Rewrite the part of the listing that opens with the line containing "Would you be able to show me where the leather saddle" and closes with the line containing "[0,42,58,80]", keeping both of those lines and the request lines. Multiply every bounding-box coordinate in the answers by 2.45 and round each result to a whole number, rounding halves up.

::::::::

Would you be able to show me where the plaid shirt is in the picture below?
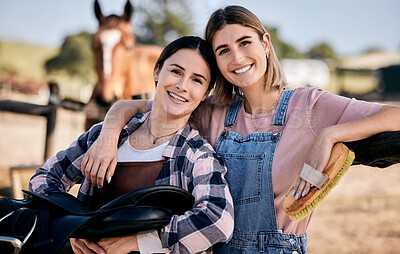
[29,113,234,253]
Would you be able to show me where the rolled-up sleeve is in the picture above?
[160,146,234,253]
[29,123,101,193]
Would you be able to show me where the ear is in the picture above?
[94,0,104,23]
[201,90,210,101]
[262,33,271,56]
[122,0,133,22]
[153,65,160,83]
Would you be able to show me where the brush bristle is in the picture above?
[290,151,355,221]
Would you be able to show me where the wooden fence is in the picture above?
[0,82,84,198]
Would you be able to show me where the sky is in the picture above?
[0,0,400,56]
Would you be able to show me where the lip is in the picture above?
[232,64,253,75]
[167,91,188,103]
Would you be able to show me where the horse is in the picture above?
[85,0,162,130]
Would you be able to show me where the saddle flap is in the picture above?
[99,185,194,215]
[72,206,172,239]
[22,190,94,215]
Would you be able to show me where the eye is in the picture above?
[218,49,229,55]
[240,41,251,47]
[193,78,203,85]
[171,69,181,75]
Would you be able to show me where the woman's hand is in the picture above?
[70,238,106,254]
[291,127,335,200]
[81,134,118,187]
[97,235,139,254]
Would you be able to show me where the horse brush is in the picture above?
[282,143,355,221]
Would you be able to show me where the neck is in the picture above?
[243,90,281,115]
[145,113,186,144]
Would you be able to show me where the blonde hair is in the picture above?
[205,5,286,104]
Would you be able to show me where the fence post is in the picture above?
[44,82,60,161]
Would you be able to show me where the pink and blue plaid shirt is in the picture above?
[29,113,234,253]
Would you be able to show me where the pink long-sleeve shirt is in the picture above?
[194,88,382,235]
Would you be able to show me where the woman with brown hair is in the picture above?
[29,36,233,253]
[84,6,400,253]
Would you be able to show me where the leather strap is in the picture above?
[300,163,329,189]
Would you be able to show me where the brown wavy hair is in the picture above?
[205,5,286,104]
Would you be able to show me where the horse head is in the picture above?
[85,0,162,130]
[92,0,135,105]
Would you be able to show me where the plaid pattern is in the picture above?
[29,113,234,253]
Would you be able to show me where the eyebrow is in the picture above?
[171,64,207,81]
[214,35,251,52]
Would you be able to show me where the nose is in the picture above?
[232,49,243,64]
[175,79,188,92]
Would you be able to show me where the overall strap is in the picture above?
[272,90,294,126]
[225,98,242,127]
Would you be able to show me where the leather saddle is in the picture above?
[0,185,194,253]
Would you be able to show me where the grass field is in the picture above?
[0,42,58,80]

::::::::

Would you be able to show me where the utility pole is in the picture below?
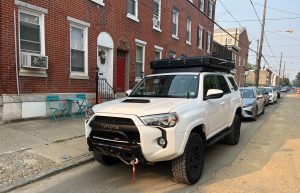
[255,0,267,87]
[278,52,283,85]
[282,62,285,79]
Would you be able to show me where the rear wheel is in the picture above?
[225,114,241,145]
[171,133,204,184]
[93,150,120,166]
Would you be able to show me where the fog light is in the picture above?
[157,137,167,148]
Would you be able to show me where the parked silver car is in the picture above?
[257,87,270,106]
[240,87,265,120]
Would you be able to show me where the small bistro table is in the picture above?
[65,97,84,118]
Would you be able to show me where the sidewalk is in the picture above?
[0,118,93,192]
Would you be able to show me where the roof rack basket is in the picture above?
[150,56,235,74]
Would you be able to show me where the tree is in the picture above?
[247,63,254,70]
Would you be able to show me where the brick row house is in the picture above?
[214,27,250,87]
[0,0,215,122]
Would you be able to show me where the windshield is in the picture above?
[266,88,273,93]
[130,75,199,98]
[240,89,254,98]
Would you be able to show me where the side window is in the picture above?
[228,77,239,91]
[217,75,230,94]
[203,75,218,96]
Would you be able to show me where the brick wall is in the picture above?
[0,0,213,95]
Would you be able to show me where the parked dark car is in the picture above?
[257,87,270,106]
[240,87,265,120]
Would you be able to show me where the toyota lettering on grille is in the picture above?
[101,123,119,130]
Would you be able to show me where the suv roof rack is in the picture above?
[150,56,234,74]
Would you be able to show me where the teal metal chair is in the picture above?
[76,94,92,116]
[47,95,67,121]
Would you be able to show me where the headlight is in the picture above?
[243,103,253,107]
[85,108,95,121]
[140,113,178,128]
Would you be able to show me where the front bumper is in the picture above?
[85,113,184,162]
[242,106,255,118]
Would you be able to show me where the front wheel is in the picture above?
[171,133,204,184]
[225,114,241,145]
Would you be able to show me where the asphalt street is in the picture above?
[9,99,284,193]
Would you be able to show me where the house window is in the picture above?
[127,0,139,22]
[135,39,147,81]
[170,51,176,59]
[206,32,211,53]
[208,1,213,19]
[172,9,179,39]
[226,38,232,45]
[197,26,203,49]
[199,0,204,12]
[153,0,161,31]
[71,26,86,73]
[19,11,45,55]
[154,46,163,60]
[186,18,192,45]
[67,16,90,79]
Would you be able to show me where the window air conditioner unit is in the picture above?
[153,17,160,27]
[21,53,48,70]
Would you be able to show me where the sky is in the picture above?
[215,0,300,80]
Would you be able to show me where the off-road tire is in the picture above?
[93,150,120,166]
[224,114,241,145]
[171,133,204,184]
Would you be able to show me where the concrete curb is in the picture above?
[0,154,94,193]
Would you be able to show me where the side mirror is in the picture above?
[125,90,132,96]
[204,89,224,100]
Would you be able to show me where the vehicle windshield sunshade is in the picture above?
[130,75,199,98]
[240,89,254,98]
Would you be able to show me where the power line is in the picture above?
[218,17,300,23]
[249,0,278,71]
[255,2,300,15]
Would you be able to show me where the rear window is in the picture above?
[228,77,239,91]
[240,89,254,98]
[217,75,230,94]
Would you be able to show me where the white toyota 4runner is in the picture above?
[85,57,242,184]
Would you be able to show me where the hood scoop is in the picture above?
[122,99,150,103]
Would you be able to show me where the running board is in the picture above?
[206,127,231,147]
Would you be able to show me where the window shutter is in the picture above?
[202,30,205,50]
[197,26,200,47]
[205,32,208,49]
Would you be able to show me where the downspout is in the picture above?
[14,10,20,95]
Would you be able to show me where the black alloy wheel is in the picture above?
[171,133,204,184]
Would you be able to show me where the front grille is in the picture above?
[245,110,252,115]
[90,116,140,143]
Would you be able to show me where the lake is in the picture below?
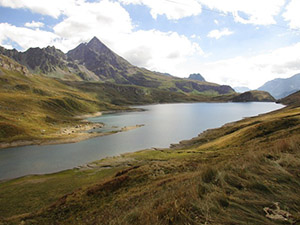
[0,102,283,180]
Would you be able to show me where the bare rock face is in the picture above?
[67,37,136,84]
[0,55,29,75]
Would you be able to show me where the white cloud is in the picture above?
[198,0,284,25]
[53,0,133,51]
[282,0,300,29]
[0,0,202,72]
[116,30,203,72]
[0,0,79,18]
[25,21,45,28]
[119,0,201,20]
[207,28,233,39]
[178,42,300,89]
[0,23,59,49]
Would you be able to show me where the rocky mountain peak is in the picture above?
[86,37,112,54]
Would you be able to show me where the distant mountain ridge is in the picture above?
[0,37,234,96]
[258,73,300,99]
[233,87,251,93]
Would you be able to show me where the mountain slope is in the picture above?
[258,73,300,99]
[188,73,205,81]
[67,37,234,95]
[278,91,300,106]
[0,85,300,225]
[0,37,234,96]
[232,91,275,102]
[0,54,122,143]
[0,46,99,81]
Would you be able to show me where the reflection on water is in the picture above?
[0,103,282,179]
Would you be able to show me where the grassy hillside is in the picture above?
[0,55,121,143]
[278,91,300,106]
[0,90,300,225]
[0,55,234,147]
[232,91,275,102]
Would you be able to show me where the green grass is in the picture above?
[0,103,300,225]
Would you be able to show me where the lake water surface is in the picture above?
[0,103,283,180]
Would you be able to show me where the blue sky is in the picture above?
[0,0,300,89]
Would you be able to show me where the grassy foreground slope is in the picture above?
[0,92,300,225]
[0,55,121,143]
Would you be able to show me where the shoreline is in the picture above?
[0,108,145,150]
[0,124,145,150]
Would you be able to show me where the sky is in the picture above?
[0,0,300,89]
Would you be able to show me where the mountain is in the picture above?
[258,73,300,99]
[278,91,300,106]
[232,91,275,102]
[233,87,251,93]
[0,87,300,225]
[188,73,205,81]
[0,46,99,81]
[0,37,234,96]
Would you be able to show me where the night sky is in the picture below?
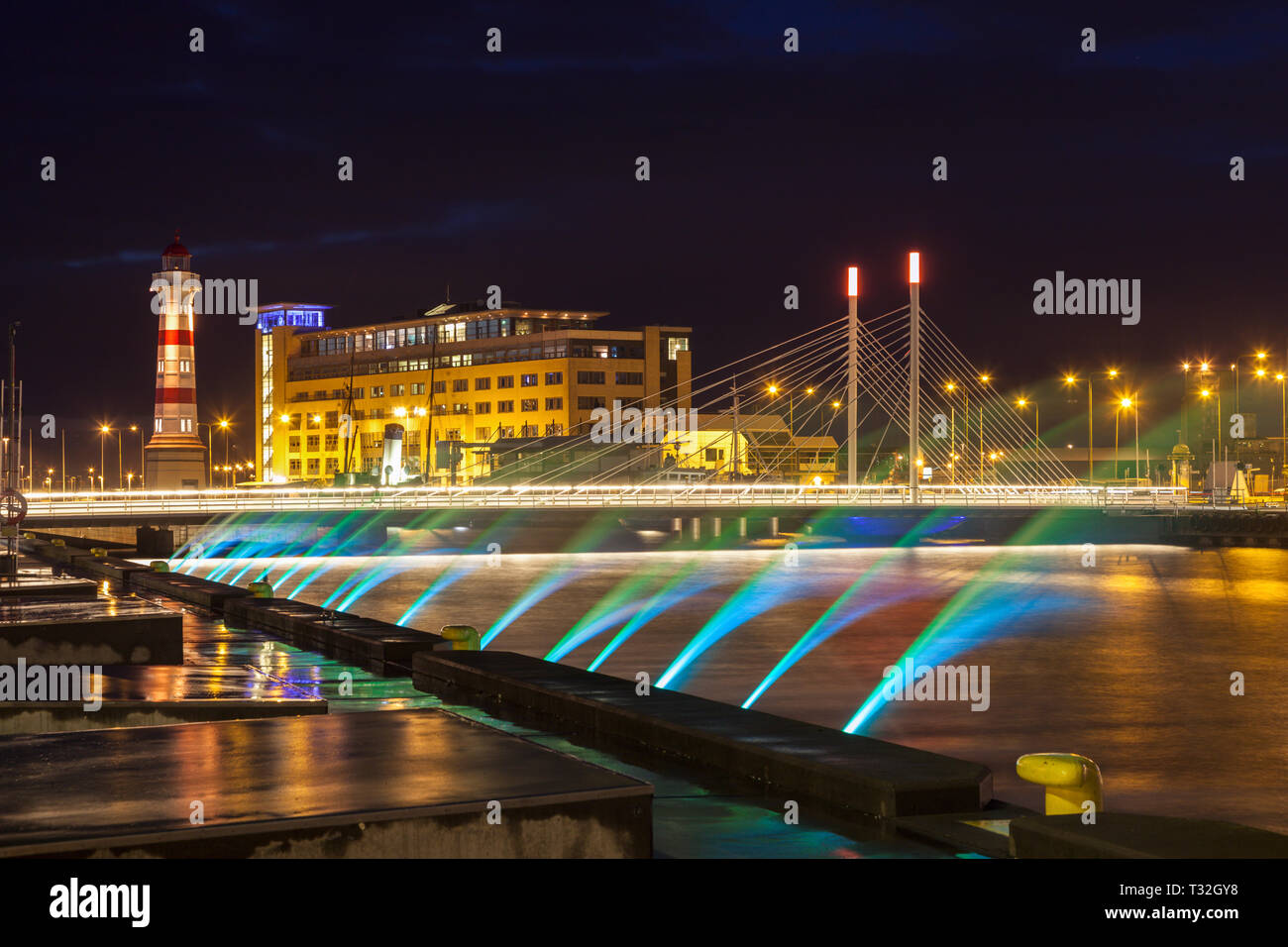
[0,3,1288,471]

::::::::

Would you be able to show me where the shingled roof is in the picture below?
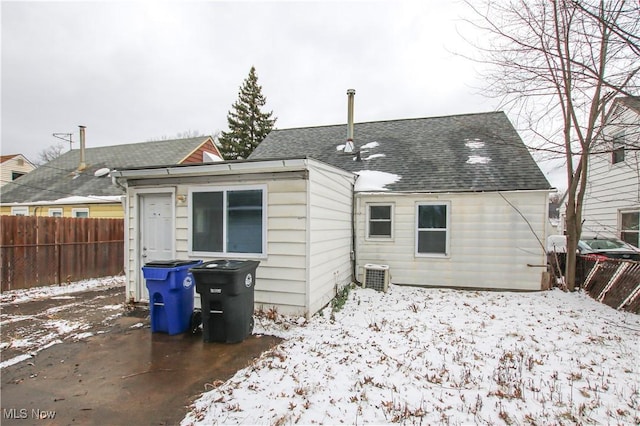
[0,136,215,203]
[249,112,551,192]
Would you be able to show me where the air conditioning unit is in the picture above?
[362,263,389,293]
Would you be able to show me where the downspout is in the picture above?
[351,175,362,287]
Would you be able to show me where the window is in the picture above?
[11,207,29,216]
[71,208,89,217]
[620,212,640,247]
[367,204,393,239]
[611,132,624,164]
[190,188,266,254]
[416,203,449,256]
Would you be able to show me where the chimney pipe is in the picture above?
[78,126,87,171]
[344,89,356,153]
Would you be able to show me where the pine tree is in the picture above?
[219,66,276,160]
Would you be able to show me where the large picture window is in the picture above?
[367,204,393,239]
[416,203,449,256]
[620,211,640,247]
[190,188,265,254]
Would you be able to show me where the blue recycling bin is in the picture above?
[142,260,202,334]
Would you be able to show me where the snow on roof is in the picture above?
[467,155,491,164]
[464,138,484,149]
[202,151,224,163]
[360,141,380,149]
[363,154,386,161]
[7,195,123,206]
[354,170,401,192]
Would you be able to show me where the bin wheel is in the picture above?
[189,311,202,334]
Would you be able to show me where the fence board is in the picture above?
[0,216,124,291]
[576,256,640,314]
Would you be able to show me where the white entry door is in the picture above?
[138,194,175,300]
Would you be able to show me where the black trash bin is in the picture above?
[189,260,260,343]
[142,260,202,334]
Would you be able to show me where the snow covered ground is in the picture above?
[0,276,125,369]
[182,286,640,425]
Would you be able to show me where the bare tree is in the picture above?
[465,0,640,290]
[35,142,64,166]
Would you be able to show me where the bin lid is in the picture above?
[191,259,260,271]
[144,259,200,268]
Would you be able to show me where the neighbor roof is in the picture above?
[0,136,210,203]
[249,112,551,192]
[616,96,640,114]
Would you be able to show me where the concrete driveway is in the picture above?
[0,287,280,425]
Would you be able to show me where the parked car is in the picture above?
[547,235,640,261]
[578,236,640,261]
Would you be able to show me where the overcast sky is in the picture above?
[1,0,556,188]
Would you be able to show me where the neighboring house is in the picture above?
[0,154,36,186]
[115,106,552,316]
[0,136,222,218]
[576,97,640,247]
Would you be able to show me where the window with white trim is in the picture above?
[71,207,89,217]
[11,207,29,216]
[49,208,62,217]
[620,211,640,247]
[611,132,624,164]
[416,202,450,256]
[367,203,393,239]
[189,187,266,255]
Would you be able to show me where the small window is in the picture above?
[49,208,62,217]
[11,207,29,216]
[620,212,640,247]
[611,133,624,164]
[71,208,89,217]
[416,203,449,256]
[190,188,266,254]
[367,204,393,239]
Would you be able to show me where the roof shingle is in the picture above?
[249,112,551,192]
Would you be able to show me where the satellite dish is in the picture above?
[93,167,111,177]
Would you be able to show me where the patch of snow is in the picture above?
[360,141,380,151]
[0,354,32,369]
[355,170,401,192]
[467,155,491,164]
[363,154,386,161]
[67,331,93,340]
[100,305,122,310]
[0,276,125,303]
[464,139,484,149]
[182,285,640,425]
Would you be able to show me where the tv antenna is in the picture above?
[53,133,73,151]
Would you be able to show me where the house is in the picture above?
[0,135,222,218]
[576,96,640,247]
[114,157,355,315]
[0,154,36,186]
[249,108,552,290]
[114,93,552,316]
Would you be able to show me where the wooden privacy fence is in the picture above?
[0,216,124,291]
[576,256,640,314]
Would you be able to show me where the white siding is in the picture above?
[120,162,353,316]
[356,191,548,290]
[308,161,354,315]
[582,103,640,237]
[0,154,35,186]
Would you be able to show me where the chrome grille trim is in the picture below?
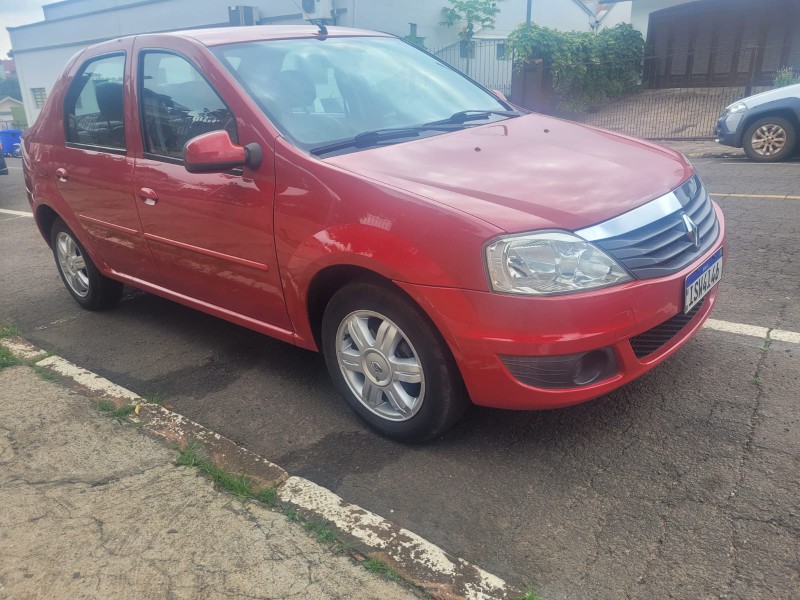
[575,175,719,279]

::::::::

Reply
Would you be able to show me where the leather saddle is in the picture above?
[0,453,475,620]
Would you be able to show me where the grass field is in the picture above?
[0,103,142,196]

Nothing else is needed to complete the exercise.